Job A: Repeat the part of the Routan tire thread below between "You'll have better" and "the same vans.", inclusive.
Job B: In the Routan tire thread below, why does Zambee500 suggest looking up tires for the Chrysler Town & Country or Dodge Grand Caravan? Explain in one to three sentences.
Job C:
Answer these questions from the Routan tire thread below:
(i) What mileage warranty does the Michelin Defender have?
(ii) About how many miles did Steveaut's Bridgestones last?
(iii) What is the Yokohama YK580 priced at now?

— Start of Source text —

# Tires for Routan



## SwimMom (Jul 21, 2014)

Will have to purchase a set of new, all weather tires for the Routan and since ratings/reviews are slim to none for the Routan on various tire sights… thought I would ask here. 

Currently have Michelin tires and prefer not to go that route again. The Energy Savors are wearing out too fast with the amount of driving I do. 

Any thoughts on Good Year? 

Thank You! 

'11 SEL Prem Routan - previous owner of a '09 SEL Routan opcorn:


----------



## Zambee500 (Jun 23, 2011)

You'll have better luck comparing tires for a Chrysler Town & Country Limited (w/ 17" tires) or Dodge Grand Caravan Crew or R/T (w/ 17" tires) to find more online reviews. You may also find other options that fit the Routan that aren't coming up when you search for the Routan. All 3 models are the same vans.

I've seen online reviews that make the Michelin Energy Savers seem almost like they're not quite up to Michelin standards. I put one on when I had sidewall damage to one of the OEM tires. The other 3 OEM tires had about 50% life on them at the time and when it was time to replace the whole set the Energy Saver tire was only 1/12" more tread than the other 3. They do seem to wear fast. 

The Michelin Defender gets great reviews and has a 90k mile warranty compared to the 65k warranty on the Energy Saver. A little bit spendy though at $160/tire - about $25/tire more than the Energy Savers. Michelin is offering $70 rebate card on set of 4, at least at Discount Tire, and my local Discount Tire store has a banner out on top of the building that that says they are matching/doubling mfr. warranties. That would be a good deal.

Discount Tire also exclusively sells the Yokohama YK580 tire, which is comparable specs to the Michelin Primacy line (that isn't made with suitable weight ratings for our vans). I put a set of 4 on both my vehicles a little over a year ago and have been very pleased, but they appear not to have the price break they once did. I think I paid $120/tire with $120 in rebates on full set and the tire was priced significantly lower than the Michelins. It's priced now at a whopping $154/tire. For that I'd go ahead and get the Michelin Defender for $160/tire.

Can't speak to Goodyears, but I saw 2-3 models they sell with really good ratings at a decent enough prices. Not enough to swing me over from the Yokohama though.

Stay away from Bridgestone. They were OEM on the 2009-2010 vans and were terrible. Just terrible ride and noisy and wore fast. Chryco switched OEM suppliers in 2011 to Michelin Energy Savers, and it says something to get Chryco to switch OEM suppliers.


----------



## Steveaut (Sep 16, 2010)

I have a 2010. My Bridgestone's lasted about 38k miles. I thought the ride was bad. I put on Michelin Defenders at Sam's Club. I don't recall the price, but it had $70.00 off. I have about 77k on the Routan now; 39k miles on them. They are about half life. The ride is great. Very smooth compared to the Bridgestones. My Jetta had Bridgestones as well. They didn't last that long, less than the warranty period and the ride was equally rough. I put on Michelins on the Jetta as well, about the same time. They are doing well. I think I will be sold on Michelins from this point forward. They have lasted, ride is great compared to Bridgestones and they seem to go on sale regular enough at Costco or Sam's Club that save me money.

— End of Source text —
— Start of Data block —

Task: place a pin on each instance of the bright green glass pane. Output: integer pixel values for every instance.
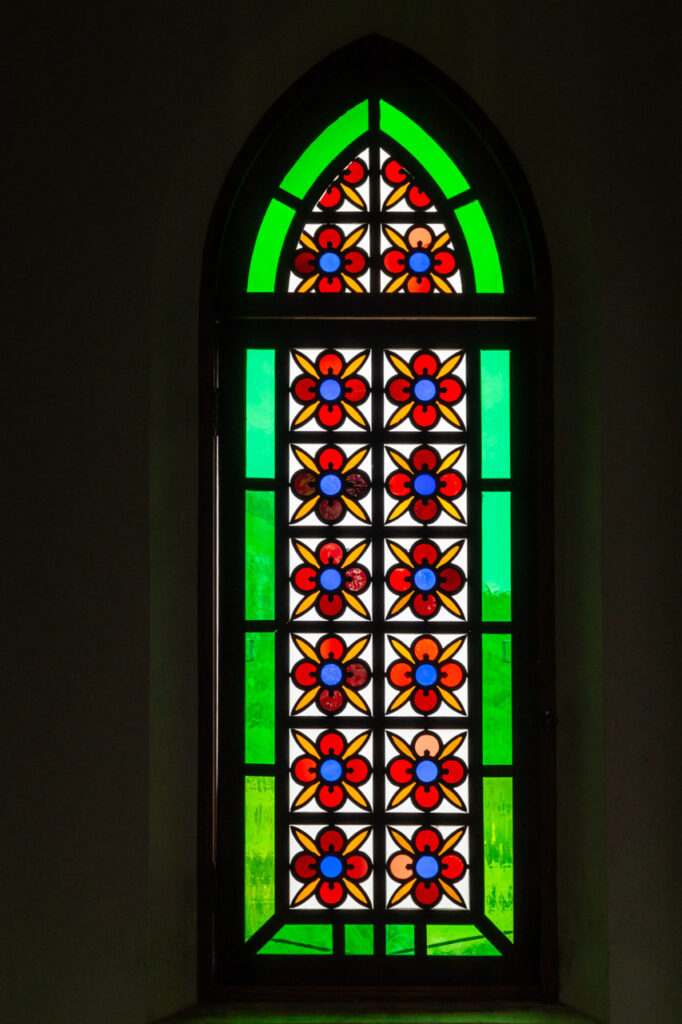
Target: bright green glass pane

— End of Data block —

Complete output A:
You'll have better luck comparing tires for a Chrysler Town & Country Limited (w/ 17" tires) or Dodge Grand Caravan Crew or R/T (w/ 17" tires) to find more online reviews. You may also find other options that fit the Routan that aren't coming up when you search for the Routan. All 3 models are the same vans.

Complete output B: Because all three models are the same vans, searching under the Chrysler or Dodge models turns up more online reviews. It may also reveal other tire options that fit the Routan but don't appear in a search for the Routan.

Complete output C:
(i) 90k miles
(ii) About 38k miles
(iii) $154 per tire